**Set exercise 1**
From the interview with Whitney Madueke, answer:
(a) How many subscribers does her YouTube channel have?
(b) Which two designers does she say she adores?
(c) In what year did she have her last relaxer?
**Set exercise 2**
How would you say this sentence from the interview with Whitney Madueke in Spanish: "Since then I have been strong on my natural hair journey."
**Set exercise 3**
Pick up the interview with Whitney Madueke where the text stops and carry it on.

[Start of Selected passage]

We first discovered her on youtube where she shares hair and makeup tutorials to over 5,000 subscribers. One sunny Friday in June we had the pleasure of meeting Whitney Madueke on set of our debut photo shoot in trendy East London.
The 20 year old law graduate, originally from Nigeria has a smile that lights up the lens and an inspiring sense of style. During the shoot we chatted about her natural hair journey and everything in between.
Whitney, we know you as being the editor of Leazz Way and a natural hair enthusiast, but tell us more...
Well I've just completed law school and I'm due to graduate next month, so I'm real excited about that. Blogging is a big passion of mine as I get to write about two things I enjoy; beauty and fashion - in fact my long term goal is to become a fashion designer.
Congratulations on your graduation! That's interesting - a law graduate who wants to get into fashion… Who or what inspires you're sense of style?
Thank you. I think it's important to have career options and not to keep all your eggs in one basket so to speak. I am a very creative person and I love creating things. I've been working on designing some pieces. I adore Elie Saab and Deola Sagoe, both designers who specialise in amazing haute couture. The artistry of their work is compelling and I too would like to be known for the intricacy of my designs.
We understand from your vlogs that you have been natural for a few years now, how were you inspired to make the change?
I like change and something different. I really got bored with relaxed hair and wanted something different. At that time, a few of my friends had natural hair and I admired it from a distance but was not interested in letting go of my relaxed hair, I was still in high school.
I actually had 1 failed attempt when I went for a Rihanna inspired haircut and everyone recommended that I relax my hair so the haircut could 'pop' even more. I did and hated it.
My second attempt, was in 2012 when I had my last relaxer. Since then I have been strong on my natural hair journey. What inspired me was this uprise of natural hair love on social media, at that time I was always on Tumblr, I still am.

[End of Selected passage]
[Start of Source excerpt]

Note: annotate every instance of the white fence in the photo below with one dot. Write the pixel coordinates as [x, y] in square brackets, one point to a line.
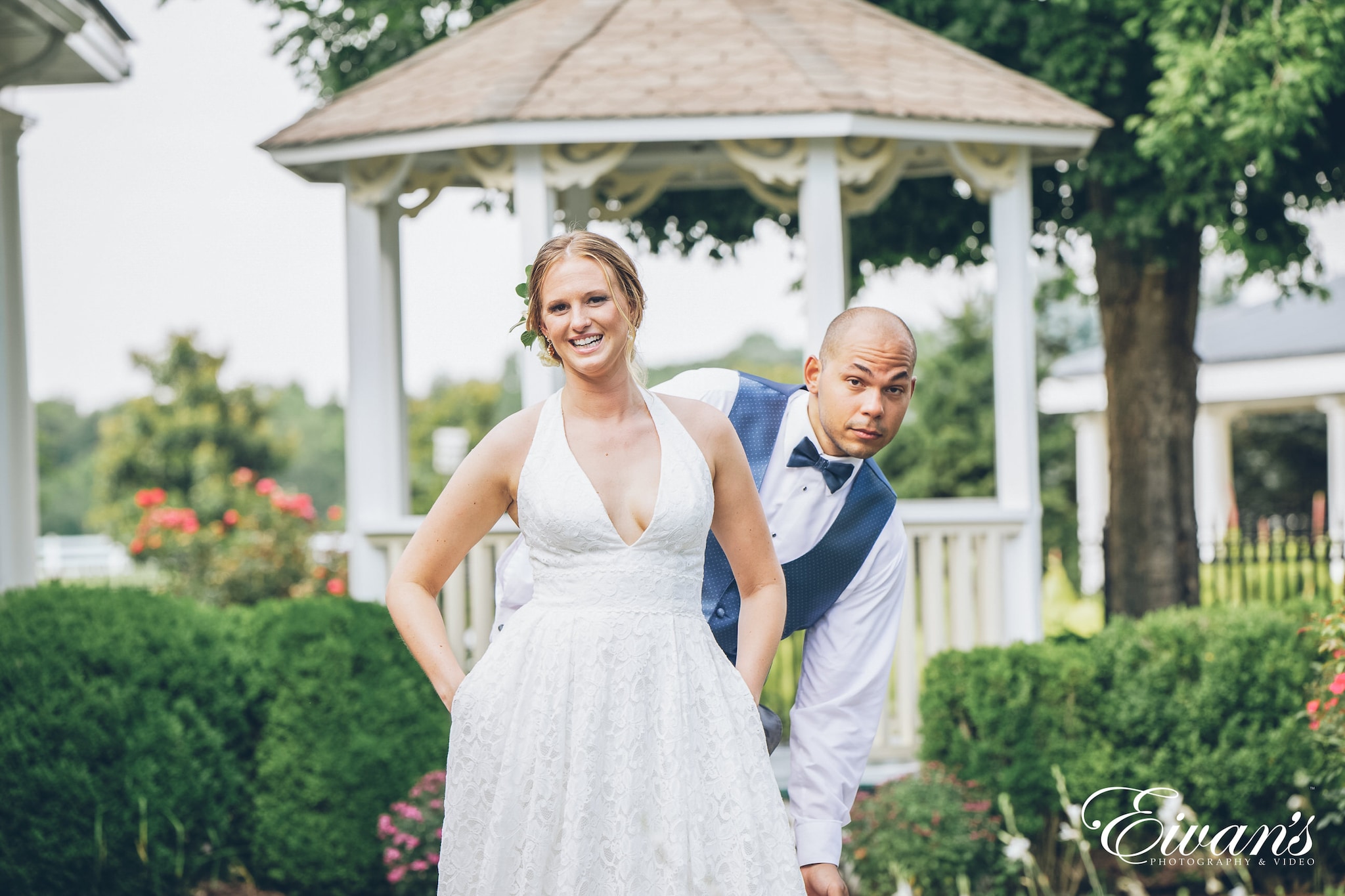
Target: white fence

[End of Source excerpt]

**Result 1**
(a) Over 5,000
(b) Elie Saab and Deola Sagoe
(c) 2012

**Result 2**
Desde entonces me he mantenido firme en mi camino con el cabello natural.

**Result 3**
It was amazing to see people - men and women embracing their God given gift - natural hair; in different shapes, textures, and colours. It was everything I needed for my hair - diversity and uniqueness. With this found love for natural hair, it fuelled everything. My last relaxer June 20th 2012, My transition that lasted 8 months leading to my big chop on March 13th 2013 and the creation of Leazz Way on June 1st 2013.
How did you feel after you big chopped?
The big chop decision was made out of frustration caused from transitioning during winter - lots of breakage and dryness, I was tired of handling 2 different textures. I remember it was a bright sunny day and I was so optimistic about my big chop. I had my twin sister - Chelsea, help me with the cut.
When it finally happened, the best way to describe my feeling was that of regret. I was not as happy as I thought I'd be - it was a big mental adjustment to see myself without the hair I had become so accustom to. I made a conscious decision to always see myself as beautiful, no matter what. It took a few minutes in front of a mirror and repeated "you are beautiful" to convince myself but it worked! With that, my confidence grew larger and stronger. The big chop was really a stepping stone to greater things. I am glad I did it, when I did.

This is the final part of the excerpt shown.